#### [Exercise brief]
Will you write out all the entries below exactly?

#### [Data to use]

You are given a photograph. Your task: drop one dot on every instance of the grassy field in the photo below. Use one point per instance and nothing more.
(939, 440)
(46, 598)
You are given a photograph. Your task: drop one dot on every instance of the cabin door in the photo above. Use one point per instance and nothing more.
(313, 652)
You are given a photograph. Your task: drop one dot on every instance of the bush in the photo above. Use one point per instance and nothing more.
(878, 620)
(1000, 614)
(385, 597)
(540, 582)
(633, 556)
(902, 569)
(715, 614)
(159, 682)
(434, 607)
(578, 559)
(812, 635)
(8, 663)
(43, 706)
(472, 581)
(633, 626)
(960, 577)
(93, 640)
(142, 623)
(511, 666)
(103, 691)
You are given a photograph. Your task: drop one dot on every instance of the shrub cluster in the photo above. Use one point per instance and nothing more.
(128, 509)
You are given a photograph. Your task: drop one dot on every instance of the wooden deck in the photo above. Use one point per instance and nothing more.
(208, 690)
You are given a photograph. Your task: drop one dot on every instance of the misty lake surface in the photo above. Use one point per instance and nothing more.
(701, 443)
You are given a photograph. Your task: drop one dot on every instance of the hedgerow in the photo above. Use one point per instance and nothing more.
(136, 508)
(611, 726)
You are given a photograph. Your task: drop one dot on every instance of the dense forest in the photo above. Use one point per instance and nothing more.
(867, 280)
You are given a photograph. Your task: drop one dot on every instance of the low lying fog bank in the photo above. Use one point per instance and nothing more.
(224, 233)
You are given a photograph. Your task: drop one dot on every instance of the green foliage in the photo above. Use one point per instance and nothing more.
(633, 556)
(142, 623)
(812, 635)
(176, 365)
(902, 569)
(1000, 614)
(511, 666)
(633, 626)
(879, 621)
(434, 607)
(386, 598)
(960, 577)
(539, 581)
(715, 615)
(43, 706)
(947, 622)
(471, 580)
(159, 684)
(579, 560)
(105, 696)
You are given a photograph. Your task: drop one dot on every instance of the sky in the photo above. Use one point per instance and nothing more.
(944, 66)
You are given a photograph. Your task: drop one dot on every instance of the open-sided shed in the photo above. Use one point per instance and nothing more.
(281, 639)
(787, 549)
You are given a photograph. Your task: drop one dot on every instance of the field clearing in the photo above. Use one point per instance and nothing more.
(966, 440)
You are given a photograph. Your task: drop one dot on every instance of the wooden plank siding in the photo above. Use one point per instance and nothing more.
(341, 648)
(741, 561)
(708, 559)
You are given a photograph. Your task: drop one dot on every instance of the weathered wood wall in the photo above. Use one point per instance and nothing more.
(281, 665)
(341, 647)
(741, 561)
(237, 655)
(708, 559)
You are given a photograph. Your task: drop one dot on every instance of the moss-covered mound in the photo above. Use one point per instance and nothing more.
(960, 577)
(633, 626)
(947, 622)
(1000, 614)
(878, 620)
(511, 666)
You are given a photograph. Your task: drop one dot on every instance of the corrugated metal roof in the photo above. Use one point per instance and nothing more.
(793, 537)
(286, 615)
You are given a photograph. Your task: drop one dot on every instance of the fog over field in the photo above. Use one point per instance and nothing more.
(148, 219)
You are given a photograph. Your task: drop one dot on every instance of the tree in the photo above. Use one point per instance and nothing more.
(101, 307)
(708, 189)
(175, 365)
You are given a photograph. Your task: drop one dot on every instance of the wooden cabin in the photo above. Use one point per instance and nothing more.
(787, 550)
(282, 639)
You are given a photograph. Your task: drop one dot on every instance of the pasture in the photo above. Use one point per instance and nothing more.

#### [Correct result]
You are given a photograph. Your task: drop one dot on every instance of the grassy field in the photo below. Use one point per instance and nothing more.
(939, 440)
(46, 598)
You are given a photograph. Your task: drop one dot on every instance of the cabin door in the photo above. Use one point per instance and nothing more.
(313, 652)
You are given a photograph. Your task: drop one dot on every instance of the bush in the photo above. Use one point per instance and nothing more.
(878, 620)
(1000, 614)
(385, 597)
(540, 582)
(633, 556)
(902, 569)
(715, 614)
(159, 682)
(434, 607)
(578, 559)
(812, 635)
(8, 663)
(43, 706)
(472, 581)
(633, 626)
(960, 577)
(93, 640)
(142, 623)
(511, 666)
(103, 691)
You are given a photograph. Your task: drop one dot on every instance of the shrub cluster in the photo above. Use one point per instance and nothing more.
(128, 509)
You are given a photograph. Your task: drop one dot on every instance of the wooden deck in the photo above. Use one point per instance and nothing more.
(208, 690)
You are given a photograph. Your task: drop one dot on every instance of the misty lake surface in the photo above. Use one point per instance and nothing more.
(701, 443)
You are given a photograph. Your task: drop one dot on every instance of the hedgerow in the photo above. Use one point per instance and nothing more.
(136, 508)
(611, 726)
You are given a photograph. Your task: drop one dot on every instance of the dense forest in the photo above. Use one point per instance and nothing more.
(867, 280)
You are given a photograph. Your task: drop one dot on every instance of the low lying fog bank in the photo above. Use one point per instance and nothing more.
(224, 233)
You are given a photograph. Your task: drop one dot on every instance of the green foliage in the photo above. Use one point per instance and nothing more.
(633, 556)
(142, 623)
(812, 635)
(176, 365)
(902, 569)
(1000, 614)
(511, 666)
(633, 626)
(879, 621)
(434, 607)
(386, 598)
(960, 577)
(539, 581)
(715, 615)
(43, 706)
(947, 622)
(471, 580)
(159, 684)
(579, 560)
(105, 696)
You are given a photograph. Your task: drop one dot on every instance of the sky in the photo above. Use one point per instance and nothing more.
(944, 66)
You are given a photograph. Your task: drop one dot on every instance of the open-sided shed in the photo above. Use one point per instance and nothing more.
(281, 639)
(787, 549)
You are given a photograph. Your task: drop one dot on every instance of the field clearing in the photo above. Use one point per instance and nothing more.
(966, 440)
You are given a photograph. Your task: drop one dot on every instance of the wooden plank siding in the photo above. Use one point per instance and nothing more.
(341, 648)
(741, 561)
(708, 559)
You are given a photograph. Your task: drop one dot on every instance of the weathered wood wall in the photo above. Use one point per instance and nothing more.
(281, 665)
(341, 647)
(741, 561)
(237, 655)
(708, 559)
You are given a photograph. Your task: drop one dot on every instance of the moss-covered mound in the photo above. Use one point per instance and nothing more.
(960, 577)
(633, 626)
(947, 622)
(1000, 614)
(878, 620)
(511, 666)
You are given a photograph. Your task: drop one dot on every instance of the corrugated metal roof in the photo above. Use one point per instance and nothing more.
(793, 537)
(286, 615)
You are given a photograph. Your task: drop one dot on every instance of the fog over field in the photo above. Use one point per instance and nothing more.
(148, 219)
You are given a photograph. Your task: drop one dot on every instance of the tree in the photo above. Use one point per instance and nothing more.
(101, 307)
(708, 189)
(175, 365)
You are given a photograph. Your task: drop one dot on every instance of the wooden cabin in the photo above. Use one point per instance and nothing more.
(787, 550)
(282, 639)
You are given a photograph. Your task: drop one dot on every instance of the pasture in the photo above. Use one point per instance and nothing more.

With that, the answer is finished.